(PROVIDED PASSAGE)
*****
You will receive a response to your request within one month of sending it. There is no charge for this service.

Although the police will consider every request, they are under no obligation to provide all of the data and there are exceptions to providing data e.g. if it is likely to jeopardise an investigation.

Information that is held about you on national policing systems, for example on the Police National Computer
If you would like to obtain a copy of the information that the police hold about you, on their national systems, to check that it is correct, then you will need to make your request to ACRO. Please see Related Information to a link that you can you use to make your request:

ACRO - Subject Access

ACRO will provide you with a certificate. This certificate will either:

· state there is no information held about you on the police national computer; or

· it will list the details of convictions whether they are spent or not (see Q), intelligence matters including not guilty verdicts, cautions reprimands, final warnings, no further action decisions and fixed penalty notices for disorder.

Such certificates are NOT acceptable for employment vetting. If an employer or course administrator insists that you get this information via this check in order to show him/her the results for employment vetting, then he/she commits an offence. The correct process for obtaining a copy of your convictions or cautions for pre-employment vetting purposes is to contact the Disclosure and Barring Service or Disclosure Scotland. See Q624 for information on this.

If you need a check of your criminal records for immigration/emigration purposes, please see Q542.


Answer

A spent conviction is a conviction which, under the terms of Rehabilitation of Offenders Act 1974, can be effectively ignored after a specified amount of time. The amount of time for rehabilitation depends on the sentence imposed, not on the offence. The more serious the conviction, the longer the period of rehabilitation. For example, if you have received a prison sentence of more than four years, the conviction will never become spent, but cautions become spent immediately (apart from conditional cautions which will become spent after three months).
*****
(INFORMATION SUPPLIED)
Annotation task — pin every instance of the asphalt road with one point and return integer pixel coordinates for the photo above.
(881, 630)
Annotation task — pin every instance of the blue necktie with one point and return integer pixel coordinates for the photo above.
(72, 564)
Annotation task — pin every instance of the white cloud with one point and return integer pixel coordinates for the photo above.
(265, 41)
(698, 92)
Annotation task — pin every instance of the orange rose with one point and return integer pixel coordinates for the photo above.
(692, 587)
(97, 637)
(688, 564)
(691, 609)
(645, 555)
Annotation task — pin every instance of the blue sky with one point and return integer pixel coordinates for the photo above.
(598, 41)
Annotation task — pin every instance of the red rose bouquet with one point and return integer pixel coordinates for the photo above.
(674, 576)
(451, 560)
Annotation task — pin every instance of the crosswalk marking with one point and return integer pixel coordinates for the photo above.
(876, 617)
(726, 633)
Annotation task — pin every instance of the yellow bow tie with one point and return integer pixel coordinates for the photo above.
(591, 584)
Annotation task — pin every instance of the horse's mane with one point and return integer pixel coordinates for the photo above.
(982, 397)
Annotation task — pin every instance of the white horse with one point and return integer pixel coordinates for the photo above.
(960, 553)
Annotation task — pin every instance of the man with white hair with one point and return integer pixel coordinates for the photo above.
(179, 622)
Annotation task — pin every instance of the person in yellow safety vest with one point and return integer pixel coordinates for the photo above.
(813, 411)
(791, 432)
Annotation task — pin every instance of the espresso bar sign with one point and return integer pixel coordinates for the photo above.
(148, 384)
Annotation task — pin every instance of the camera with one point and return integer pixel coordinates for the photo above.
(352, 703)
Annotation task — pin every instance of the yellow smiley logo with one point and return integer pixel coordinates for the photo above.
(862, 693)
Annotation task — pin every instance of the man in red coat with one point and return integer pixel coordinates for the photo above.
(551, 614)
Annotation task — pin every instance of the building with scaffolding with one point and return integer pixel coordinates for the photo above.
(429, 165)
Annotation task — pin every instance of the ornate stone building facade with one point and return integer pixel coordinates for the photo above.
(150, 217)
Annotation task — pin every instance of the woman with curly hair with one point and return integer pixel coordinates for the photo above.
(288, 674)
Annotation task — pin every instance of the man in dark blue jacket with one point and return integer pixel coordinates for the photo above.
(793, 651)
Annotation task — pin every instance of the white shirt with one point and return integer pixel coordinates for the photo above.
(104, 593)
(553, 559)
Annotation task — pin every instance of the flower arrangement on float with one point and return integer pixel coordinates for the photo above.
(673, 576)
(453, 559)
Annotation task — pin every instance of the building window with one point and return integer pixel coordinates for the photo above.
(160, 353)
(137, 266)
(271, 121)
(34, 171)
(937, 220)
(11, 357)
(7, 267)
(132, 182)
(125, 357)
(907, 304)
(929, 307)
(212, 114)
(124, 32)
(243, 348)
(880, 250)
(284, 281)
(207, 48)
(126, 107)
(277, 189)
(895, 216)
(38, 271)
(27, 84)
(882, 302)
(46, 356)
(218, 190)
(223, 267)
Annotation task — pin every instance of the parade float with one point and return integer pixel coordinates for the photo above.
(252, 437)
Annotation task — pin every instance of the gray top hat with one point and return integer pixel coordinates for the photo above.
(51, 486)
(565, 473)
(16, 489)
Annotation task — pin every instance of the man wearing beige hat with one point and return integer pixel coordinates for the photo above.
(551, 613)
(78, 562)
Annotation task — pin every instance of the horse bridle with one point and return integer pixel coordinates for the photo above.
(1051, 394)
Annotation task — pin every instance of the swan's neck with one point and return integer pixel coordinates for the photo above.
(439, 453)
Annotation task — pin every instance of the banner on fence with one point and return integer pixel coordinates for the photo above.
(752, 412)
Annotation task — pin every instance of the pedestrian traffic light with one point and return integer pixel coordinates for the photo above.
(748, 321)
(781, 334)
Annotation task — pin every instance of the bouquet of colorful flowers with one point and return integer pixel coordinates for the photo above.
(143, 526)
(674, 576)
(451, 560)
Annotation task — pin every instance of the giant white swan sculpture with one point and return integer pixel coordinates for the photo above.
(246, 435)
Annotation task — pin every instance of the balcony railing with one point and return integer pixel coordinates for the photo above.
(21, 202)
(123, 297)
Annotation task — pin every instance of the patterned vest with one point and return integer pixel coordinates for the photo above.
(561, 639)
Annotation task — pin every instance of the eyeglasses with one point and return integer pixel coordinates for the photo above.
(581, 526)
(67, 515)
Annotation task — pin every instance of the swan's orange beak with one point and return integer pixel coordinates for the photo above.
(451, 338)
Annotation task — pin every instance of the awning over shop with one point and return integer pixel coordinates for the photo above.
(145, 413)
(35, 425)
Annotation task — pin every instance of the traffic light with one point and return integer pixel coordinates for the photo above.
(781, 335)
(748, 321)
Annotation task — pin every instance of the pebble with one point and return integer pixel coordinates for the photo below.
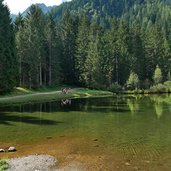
(2, 150)
(11, 149)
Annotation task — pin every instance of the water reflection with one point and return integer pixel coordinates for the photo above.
(66, 102)
(133, 105)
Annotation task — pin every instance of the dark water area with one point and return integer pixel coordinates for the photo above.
(136, 128)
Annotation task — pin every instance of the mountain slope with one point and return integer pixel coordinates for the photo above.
(43, 7)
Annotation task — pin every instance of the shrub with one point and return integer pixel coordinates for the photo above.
(133, 81)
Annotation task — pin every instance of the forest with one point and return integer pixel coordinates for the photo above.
(91, 43)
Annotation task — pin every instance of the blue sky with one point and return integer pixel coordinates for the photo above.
(17, 6)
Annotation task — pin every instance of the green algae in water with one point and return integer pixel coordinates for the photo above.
(136, 128)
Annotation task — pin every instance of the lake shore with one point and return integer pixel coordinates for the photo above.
(50, 95)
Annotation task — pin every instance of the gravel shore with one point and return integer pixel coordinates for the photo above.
(41, 163)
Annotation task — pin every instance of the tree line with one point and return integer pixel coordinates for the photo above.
(77, 50)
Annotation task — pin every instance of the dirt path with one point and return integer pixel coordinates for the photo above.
(30, 95)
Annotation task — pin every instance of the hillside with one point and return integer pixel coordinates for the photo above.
(143, 11)
(43, 7)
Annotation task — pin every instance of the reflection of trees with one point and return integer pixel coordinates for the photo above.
(133, 105)
(6, 119)
(159, 102)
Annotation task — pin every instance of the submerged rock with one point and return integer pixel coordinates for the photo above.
*****
(DIRECTIONS FOR THIS TASK) Could you set down the passage above on police-held information, copied exactly from "If you need" to "after three months)."?

(TASK RESPONSE)
If you need a check of your criminal records for immigration/emigration purposes, please see Q542.


Answer

A spent conviction is a conviction which, under the terms of Rehabilitation of Offenders Act 1974, can be effectively ignored after a specified amount of time. The amount of time for rehabilitation depends on the sentence imposed, not on the offence. The more serious the conviction, the longer the period of rehabilitation. For example, if you have received a prison sentence of more than four years, the conviction will never become spent, but cautions become spent immediately (apart from conditional cautions which will become spent after three months).